§ ENTRIES
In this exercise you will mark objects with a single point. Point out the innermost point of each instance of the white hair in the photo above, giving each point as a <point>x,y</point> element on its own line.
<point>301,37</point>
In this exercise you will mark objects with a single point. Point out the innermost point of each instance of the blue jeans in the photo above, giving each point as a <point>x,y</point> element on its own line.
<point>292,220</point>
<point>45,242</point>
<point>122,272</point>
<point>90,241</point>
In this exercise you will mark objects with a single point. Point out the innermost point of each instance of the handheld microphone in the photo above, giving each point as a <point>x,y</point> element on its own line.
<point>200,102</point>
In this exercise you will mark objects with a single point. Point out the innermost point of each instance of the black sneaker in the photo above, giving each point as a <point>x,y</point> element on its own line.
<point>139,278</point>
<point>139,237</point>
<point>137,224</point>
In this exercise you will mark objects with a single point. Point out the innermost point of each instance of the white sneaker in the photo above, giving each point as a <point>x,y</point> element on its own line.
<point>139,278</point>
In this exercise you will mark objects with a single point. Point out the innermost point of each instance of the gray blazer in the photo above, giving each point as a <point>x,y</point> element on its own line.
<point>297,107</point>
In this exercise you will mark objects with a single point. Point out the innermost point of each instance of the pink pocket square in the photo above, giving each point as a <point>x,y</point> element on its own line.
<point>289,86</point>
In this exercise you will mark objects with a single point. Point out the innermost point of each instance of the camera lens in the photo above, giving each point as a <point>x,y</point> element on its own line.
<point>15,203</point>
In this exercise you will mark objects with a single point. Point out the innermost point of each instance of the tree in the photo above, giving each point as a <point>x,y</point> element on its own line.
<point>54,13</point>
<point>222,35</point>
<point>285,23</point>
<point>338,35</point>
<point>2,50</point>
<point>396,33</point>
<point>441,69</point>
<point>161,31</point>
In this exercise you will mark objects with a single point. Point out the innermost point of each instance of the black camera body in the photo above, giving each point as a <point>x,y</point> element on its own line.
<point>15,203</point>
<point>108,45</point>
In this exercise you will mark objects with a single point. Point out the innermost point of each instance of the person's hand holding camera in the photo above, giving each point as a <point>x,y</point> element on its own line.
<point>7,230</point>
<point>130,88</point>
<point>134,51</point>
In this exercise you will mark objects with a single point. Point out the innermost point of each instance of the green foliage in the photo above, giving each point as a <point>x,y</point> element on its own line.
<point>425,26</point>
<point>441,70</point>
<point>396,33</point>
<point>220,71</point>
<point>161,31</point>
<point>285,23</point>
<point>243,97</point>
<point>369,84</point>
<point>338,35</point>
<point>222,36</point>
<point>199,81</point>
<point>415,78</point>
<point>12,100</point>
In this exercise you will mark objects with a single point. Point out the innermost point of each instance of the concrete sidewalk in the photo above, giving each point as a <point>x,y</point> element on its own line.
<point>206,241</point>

§ REQUIREMENTS
Rescale the stretch of the listing from its start through the line containing "<point>297,107</point>", both ends included, and give only those lines again, requests and all, with every point coordinate multiplied by 0.25 and rounded to a whole number, halves rounded up.

§ ANSWER TO THE PROBLEM
In this exercise you will mark objects with a single point. Point out the innermost point of each instance of the white hair in the photo above, giving each point as a <point>x,y</point> element on its own line.
<point>75,9</point>
In this exercise you will mark objects with a single point. Point out the innermost point of each instance of the blue jeans in the photo above, giving each point as a <point>x,y</point> element on its own line.
<point>73,55</point>
<point>11,61</point>
<point>31,68</point>
<point>23,60</point>
In this exercise you will mark objects with a single point. Point out the innermost point of each instance of the handheld microphone in the photo above, giving each point as a <point>x,y</point> element on its own line.
<point>50,26</point>
In this exercise you will mark objects with a single point. Point out the innermost point of each instance of the black sneaker in the photo above, giving each point as a <point>x,y</point> element on its own line.
<point>35,70</point>
<point>35,59</point>
<point>34,56</point>
In this exercise you will mark objects with a single point. Point out the innermost point of each instance of the white sneaker in the photo above, giving each point as a <point>x,y</point> element on its own line.
<point>35,70</point>
In this exercise you will mark objects with a single point. Point out the innermost point of each instance of the gray blazer in the photo above, giving each point as a <point>x,y</point> element on its own line.
<point>74,27</point>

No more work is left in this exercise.